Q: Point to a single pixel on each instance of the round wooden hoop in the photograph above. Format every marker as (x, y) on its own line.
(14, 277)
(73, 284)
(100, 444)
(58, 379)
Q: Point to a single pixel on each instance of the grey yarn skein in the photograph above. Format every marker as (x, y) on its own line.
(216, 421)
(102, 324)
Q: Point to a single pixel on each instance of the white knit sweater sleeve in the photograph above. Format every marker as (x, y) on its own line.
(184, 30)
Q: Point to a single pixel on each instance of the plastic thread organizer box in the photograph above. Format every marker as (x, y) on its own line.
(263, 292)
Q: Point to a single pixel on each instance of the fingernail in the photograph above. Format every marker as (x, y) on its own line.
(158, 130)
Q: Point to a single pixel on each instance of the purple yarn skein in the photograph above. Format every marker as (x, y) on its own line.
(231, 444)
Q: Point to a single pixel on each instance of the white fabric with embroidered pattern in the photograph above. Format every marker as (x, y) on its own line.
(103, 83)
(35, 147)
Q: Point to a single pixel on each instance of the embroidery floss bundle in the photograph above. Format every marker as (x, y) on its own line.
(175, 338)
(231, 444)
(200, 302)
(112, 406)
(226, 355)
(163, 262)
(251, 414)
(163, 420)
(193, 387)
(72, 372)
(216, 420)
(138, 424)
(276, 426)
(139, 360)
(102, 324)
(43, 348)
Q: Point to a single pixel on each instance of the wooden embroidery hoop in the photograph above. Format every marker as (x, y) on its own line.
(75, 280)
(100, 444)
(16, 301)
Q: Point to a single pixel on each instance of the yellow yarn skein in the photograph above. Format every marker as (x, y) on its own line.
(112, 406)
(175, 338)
———
> _Given problem_
Transcribe the entire listing above precisely.

> _Response_
Q: Point to a single pixel on each instance of the round wooden hoop in the photograph above. Format every marker as (x, y) on its own line.
(14, 277)
(73, 284)
(100, 444)
(58, 379)
Q: Point to a single pixel on each instance of the grey yarn skein in the photograph above. Format every marker as (x, y) on its own line.
(216, 421)
(102, 324)
Q: Point to a single pixel on each instance of the white knit sweater sleeve in the photograph above. Format every marker as (x, y) on its own line.
(184, 30)
Q: Point to a single pixel on each instance of the plastic thread organizer box in the photograph above. Format every marker as (x, y) on its own line.
(263, 292)
Q: Point to a single pixel on each instance of the fingernail in the photograph above. Format every marker as (x, y) on its own line.
(158, 130)
Q: Point to a single pixel on each instance of the purple yarn skein in the photograph above. Format every marker as (x, y) on its own line.
(231, 444)
Q: Point to a single pixel on each instance of the white fabric with embroidered pattern in the photograph above. Format every marker as (x, y) on its own line.
(103, 83)
(35, 147)
Q: Point to a single pixel on each instance of the embroidery floss bundle in the photograph above. Format every marker as (x, y) on its own line.
(175, 338)
(231, 444)
(200, 302)
(112, 406)
(226, 355)
(163, 262)
(251, 414)
(163, 420)
(193, 387)
(72, 372)
(216, 420)
(138, 424)
(276, 426)
(139, 360)
(102, 324)
(43, 348)
Q: Point to a single pixel on each instance of the wooden embroidery hoop in the photograph above. Format every marker as (x, y) on its own line.
(75, 280)
(100, 444)
(16, 301)
Q: Point to a single pixel on each instance of the yellow yarn skein in the photograph above. Format every marker as (x, y) on its own line.
(112, 406)
(175, 338)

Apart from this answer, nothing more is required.